■ **Written instruction**
Exactly as given, repeat all of the entries.

###

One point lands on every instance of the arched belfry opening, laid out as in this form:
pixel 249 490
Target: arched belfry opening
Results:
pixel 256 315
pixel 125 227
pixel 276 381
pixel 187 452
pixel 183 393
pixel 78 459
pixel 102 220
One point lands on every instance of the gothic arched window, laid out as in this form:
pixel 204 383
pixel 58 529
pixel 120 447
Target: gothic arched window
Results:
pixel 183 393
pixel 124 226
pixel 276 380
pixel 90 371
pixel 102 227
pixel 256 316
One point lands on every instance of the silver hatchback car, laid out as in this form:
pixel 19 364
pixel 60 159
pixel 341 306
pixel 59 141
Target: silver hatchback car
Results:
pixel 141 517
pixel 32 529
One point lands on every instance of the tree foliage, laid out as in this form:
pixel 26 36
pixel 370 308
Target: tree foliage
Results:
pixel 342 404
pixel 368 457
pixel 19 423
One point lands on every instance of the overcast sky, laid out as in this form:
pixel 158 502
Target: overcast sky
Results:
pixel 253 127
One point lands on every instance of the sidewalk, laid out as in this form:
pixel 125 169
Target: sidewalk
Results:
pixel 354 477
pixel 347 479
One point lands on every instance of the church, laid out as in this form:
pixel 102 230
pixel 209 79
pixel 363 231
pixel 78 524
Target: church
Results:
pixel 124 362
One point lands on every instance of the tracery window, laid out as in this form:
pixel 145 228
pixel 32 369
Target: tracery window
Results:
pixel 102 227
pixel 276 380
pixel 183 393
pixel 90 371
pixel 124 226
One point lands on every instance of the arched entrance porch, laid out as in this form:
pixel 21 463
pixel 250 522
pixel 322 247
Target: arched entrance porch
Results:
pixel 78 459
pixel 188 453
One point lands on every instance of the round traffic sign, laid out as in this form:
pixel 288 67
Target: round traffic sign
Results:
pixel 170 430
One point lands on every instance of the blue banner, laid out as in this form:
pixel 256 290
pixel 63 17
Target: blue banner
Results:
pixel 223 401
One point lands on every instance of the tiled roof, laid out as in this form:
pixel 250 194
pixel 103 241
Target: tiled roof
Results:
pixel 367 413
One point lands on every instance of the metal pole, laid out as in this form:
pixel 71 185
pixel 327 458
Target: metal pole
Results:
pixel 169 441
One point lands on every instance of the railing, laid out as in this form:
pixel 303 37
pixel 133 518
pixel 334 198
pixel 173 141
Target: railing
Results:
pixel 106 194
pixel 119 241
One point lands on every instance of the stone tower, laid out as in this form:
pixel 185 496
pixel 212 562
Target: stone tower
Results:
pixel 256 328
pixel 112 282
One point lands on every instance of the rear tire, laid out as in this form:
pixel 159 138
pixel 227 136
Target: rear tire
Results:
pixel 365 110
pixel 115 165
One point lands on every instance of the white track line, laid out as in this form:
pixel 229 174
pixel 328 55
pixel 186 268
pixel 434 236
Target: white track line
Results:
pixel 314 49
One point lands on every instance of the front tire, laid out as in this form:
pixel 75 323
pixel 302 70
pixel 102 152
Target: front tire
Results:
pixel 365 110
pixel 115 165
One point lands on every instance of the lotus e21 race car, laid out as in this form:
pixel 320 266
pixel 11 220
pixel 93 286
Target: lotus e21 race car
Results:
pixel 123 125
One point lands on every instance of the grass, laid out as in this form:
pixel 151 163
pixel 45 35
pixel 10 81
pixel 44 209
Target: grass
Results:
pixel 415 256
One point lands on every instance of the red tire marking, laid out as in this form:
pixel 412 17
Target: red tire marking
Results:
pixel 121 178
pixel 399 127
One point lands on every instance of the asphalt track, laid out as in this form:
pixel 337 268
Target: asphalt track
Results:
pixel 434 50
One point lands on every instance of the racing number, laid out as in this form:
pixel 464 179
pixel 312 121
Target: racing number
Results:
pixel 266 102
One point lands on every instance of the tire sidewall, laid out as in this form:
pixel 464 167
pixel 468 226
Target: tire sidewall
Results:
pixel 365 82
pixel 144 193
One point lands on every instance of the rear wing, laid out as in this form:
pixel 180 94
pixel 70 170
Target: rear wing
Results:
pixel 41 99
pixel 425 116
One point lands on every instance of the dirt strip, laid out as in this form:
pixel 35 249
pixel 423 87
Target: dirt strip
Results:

###

■ **Right answer**
One point lands on every instance of the arched belfry opening, laid out as in this form:
pixel 249 490
Target: arched belfry opening
Results:
pixel 256 315
pixel 125 227
pixel 276 381
pixel 187 452
pixel 183 393
pixel 78 459
pixel 102 220
One point lands on every instance of the gothic arched window, laid out as in this form:
pixel 204 383
pixel 58 529
pixel 120 447
Target: gothic arched window
Results:
pixel 183 393
pixel 124 226
pixel 276 380
pixel 90 371
pixel 102 227
pixel 256 316
One point lands on every instance of the silver hatchback car, laid out as in this form:
pixel 19 364
pixel 60 159
pixel 341 306
pixel 59 141
Target: silver hatchback car
Results:
pixel 141 517
pixel 32 529
One point lands on every instance of the tree foliage, laid out as in this form:
pixel 26 36
pixel 370 308
Target: tree foliage
Results:
pixel 342 404
pixel 368 457
pixel 19 423
One point lands on every instance of the overcast sky, laid out as in this form:
pixel 158 502
Target: overcast sky
Results:
pixel 253 127
One point lands on every instance of the sidewalk, laid out as in this form:
pixel 125 169
Target: sidewalk
Results:
pixel 354 477
pixel 347 479
One point lands on every instance of the church, laid out as in this form:
pixel 102 230
pixel 209 79
pixel 363 231
pixel 78 524
Target: church
Results:
pixel 124 362
One point lands on every instance of the tracery window, laid out as in this form:
pixel 145 228
pixel 32 369
Target: tracery window
Results:
pixel 102 227
pixel 276 380
pixel 183 393
pixel 90 371
pixel 124 226
One point lands on every instance of the arched entrance porch, laid out as in this form:
pixel 21 463
pixel 250 522
pixel 322 247
Target: arched entrance porch
Results:
pixel 78 459
pixel 188 453
One point lands on every instance of the round traffic sign, laid out as in this form:
pixel 288 67
Target: round traffic sign
Results:
pixel 170 430
One point lands on every instance of the blue banner, laid out as in this form:
pixel 256 290
pixel 63 17
Target: blue banner
Results:
pixel 223 401
One point lands on every instance of the tiled roof, laid out as in this form:
pixel 250 194
pixel 103 241
Target: tiled roof
Results:
pixel 367 413
One point lands on every instance of the metal pole, laid out as in this form:
pixel 71 185
pixel 327 458
Target: metal pole
Results:
pixel 169 441
One point lands on every instance of the railing, laid out as in this form:
pixel 303 37
pixel 133 518
pixel 334 198
pixel 173 141
Target: railing
Results:
pixel 106 194
pixel 119 241
One point lands on every instance of the stone tower, laid out as in this form:
pixel 185 496
pixel 212 562
Target: stone tower
Results:
pixel 256 328
pixel 112 282
One point lands on every instance of the rear tire, laid out as in this form:
pixel 159 138
pixel 227 136
Target: rear tire
Results:
pixel 365 110
pixel 115 165
One point lands on every instance of the white track line, laid out as in this form:
pixel 229 174
pixel 328 55
pixel 186 268
pixel 434 236
Target: white track line
Results:
pixel 314 49
One point lands on every instance of the front tire, laid out as in this form:
pixel 75 323
pixel 302 70
pixel 102 152
Target: front tire
Results:
pixel 365 110
pixel 115 165
One point lands on every instance of the lotus e21 race car, laid out as in this form:
pixel 320 266
pixel 11 220
pixel 93 286
Target: lotus e21 race car
Results:
pixel 123 125
One point lands on every instance of the grass, laid out as in this form:
pixel 151 163
pixel 45 35
pixel 10 81
pixel 44 209
Target: grass
Results:
pixel 415 256
One point lands on every instance of the red tire marking, laid out as in this form:
pixel 412 17
Target: red tire marking
Results:
pixel 121 178
pixel 399 127
One point lands on every instance of the asphalt track, laid out as in this form:
pixel 337 268
Target: asphalt track
Results:
pixel 434 50
One point lands on every instance of the racing number, laid out as in this form:
pixel 464 179
pixel 312 121
Target: racing number
Results:
pixel 266 102
One point lands on every instance of the tire sidewall, laid out as in this form:
pixel 464 167
pixel 468 226
Target: tire sidewall
Results:
pixel 365 82
pixel 144 193
One point lands on every instance of the rear wing, laid out as in this form:
pixel 180 94
pixel 70 170
Target: rear wing
Results:
pixel 41 99
pixel 425 116
One point lands on every instance of the dirt strip, laid out as in this form:
pixel 35 249
pixel 423 87
Target: dirt strip
Results:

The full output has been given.